## YOUR OBJECTIVE
Answer these questions using the morning heart rate article below:
1. After counting your pulse for fifteen seconds, what do you multiply the total by?
2. How far above your average must your morning heart rate be before you should take a rest day?
3. What share of your fitness does the article say you lose after 2 full weeks off?

## EXTRACT
▬▬▬▬▬▬▬▬▬▬

Mindful Morning Heart Rate Check: The Easiest Way to Keep You from Getting Sick
Ever wonder why some days you feel great, and others you’re slow and sluggish? Or how to know whether to do that long run today, or whether it needs to wait until tomorrow? There’s a very simple indicator you can use to tell if your body’s tired or ready to go for whatever you have planned ahead.
It’s measuring your heart rate first thing in the morning. This is something I teach all my athletes to do. It’s a very simple indicator of fatigue, hydration, inflammation, and even impending illness or infection.
Try this:
Take your heart rate each morning, preferably first thing after you wake up. You can do this by simply putting your index and middle fingers on your wrist, while watching the second-hand on your watch. Count your pulse for fifteen seconds. Multiply the total number of pulses you counted by four and that’s your resting heart rate.
Or you can slip on your heart-rate monitor and let it do the counting for you. Stay nice and relaxed while you’re doing it, and if you’ve hopped out of bed already, go back and lie down for five minutes before measuring, we want your RESTING heart rate, not your UP-AND-ABOUT one.
Jot down your resting heart rate each morning. For the first few days the numbers won’t tell you very much–we’re just getting a baseline. However, with just your heart rate, we are getting you to start the most rudimentary logbook and that has benefits all-too-itself.

You don’t need a fancy heart rate monitor to check your pulse. You can just use the second hand on your watch.
We’re not concerned if your heart rate is 50, 70, 40, or wherever…and contrary to what you’ve heard, one heart rate over another doesn’t necessarily mean you’re in shape, out of shape, a pro athlete, or a couch potato…though in general your numbers decrease with training. What we’re looking for is your average morning heart rate.
From there comes the magic. After you get your average morning heart rate, watch for any spikes in your resting rate. A small spike may not be significant, but a big spike means you need to take the day off. Often we don’t know when to rest until after we get into a workout and find ourselves feeling like we’re under water. At that point it’s often too late. We end up with an ache or pain, pull something, or more likely, find ourselves sick or with a cold the next day.
So watch your heart rate, if it’s up by 10 points or more over your average, it’s time to take a rest day, no matter what. It means your body’s working over time to heal, recover from a past workout, overcome a mild infection, or deal with an overload of stress, pressure, or anxiety (these things are real). Whatever the reason, it means a day of rest or more, until the heart rate’s back down.
Don’t worry about taking time off. You only lose 7% of your fitness even after 2 full weeks off. Pushing through and getting sick or injured will cost you WAY more than that. And if you take time off, you come back fast, because you’re FRESH!
This simple mindful exercise can help keep you from getting sick and injured, and help you have the most effective workouts possible. It’ll also keep your mind fresh and help you stay motivated, because pushing through a tired body never feels great.

▬▬▬▬▬▬▬▬▬▬

## EXTRACTED RECORDS
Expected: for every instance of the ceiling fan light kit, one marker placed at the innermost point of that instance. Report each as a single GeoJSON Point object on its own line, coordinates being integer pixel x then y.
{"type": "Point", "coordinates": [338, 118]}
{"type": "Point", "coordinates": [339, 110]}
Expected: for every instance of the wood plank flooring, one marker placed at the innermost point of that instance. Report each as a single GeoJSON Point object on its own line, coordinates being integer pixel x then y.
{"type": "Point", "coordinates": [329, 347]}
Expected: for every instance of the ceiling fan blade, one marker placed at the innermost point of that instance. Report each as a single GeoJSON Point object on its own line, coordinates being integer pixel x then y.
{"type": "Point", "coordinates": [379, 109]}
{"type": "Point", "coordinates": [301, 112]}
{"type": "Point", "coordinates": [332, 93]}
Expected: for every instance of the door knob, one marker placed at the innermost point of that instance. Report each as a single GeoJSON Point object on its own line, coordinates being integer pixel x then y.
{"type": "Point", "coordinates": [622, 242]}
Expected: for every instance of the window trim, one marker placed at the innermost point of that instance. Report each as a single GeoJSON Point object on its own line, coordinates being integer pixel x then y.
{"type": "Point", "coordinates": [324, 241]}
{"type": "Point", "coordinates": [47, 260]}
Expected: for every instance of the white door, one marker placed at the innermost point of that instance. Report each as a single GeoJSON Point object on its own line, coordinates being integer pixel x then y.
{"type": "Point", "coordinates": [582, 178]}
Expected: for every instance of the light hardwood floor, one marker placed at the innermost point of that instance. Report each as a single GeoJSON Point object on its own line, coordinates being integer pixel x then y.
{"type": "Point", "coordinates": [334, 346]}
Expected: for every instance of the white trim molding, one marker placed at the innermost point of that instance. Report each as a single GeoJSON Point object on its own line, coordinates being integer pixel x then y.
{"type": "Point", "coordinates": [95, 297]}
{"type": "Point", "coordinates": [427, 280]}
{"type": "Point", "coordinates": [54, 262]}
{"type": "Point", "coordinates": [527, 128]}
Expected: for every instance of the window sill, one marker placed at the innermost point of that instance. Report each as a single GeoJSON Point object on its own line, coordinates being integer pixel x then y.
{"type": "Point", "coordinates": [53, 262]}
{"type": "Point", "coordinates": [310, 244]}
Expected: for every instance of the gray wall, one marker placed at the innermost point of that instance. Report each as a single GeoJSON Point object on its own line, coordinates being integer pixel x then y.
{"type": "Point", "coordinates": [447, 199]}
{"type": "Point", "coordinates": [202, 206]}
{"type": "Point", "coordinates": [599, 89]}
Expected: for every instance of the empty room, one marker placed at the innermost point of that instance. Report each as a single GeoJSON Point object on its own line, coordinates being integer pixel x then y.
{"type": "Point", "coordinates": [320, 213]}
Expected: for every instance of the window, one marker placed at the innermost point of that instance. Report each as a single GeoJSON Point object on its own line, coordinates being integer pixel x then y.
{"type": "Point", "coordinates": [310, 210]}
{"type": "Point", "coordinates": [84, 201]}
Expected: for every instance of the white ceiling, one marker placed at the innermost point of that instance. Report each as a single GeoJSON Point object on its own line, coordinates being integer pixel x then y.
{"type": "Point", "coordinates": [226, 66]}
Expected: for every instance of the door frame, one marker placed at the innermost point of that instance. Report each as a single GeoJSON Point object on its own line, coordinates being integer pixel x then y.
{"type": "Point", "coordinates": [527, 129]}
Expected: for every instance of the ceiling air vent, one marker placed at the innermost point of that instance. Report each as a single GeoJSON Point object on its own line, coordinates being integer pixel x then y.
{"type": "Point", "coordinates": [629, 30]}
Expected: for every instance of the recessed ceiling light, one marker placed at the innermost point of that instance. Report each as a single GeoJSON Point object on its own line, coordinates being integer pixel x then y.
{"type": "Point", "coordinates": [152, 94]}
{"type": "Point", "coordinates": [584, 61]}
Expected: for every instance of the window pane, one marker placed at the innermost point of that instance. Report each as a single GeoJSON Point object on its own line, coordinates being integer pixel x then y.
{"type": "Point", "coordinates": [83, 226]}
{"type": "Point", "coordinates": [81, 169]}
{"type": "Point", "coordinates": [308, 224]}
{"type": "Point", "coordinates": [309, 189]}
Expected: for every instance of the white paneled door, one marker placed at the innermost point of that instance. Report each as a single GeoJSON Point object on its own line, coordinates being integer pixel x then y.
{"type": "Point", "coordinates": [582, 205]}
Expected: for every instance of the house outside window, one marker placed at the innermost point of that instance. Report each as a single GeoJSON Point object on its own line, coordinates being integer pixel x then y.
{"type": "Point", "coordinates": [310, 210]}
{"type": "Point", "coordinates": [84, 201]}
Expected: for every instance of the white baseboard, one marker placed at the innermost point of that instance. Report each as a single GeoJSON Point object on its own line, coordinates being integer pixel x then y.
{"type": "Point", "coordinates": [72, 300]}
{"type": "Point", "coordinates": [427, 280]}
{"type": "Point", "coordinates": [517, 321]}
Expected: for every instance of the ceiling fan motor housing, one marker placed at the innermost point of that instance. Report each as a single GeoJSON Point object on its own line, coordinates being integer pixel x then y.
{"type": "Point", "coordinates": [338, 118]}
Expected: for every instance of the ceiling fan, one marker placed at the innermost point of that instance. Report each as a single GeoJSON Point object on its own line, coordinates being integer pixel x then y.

▬▬▬▬▬▬▬▬▬▬

## EXPECTED OUTPUT
1. By four.
2. By 10 points or more.
3. 7%.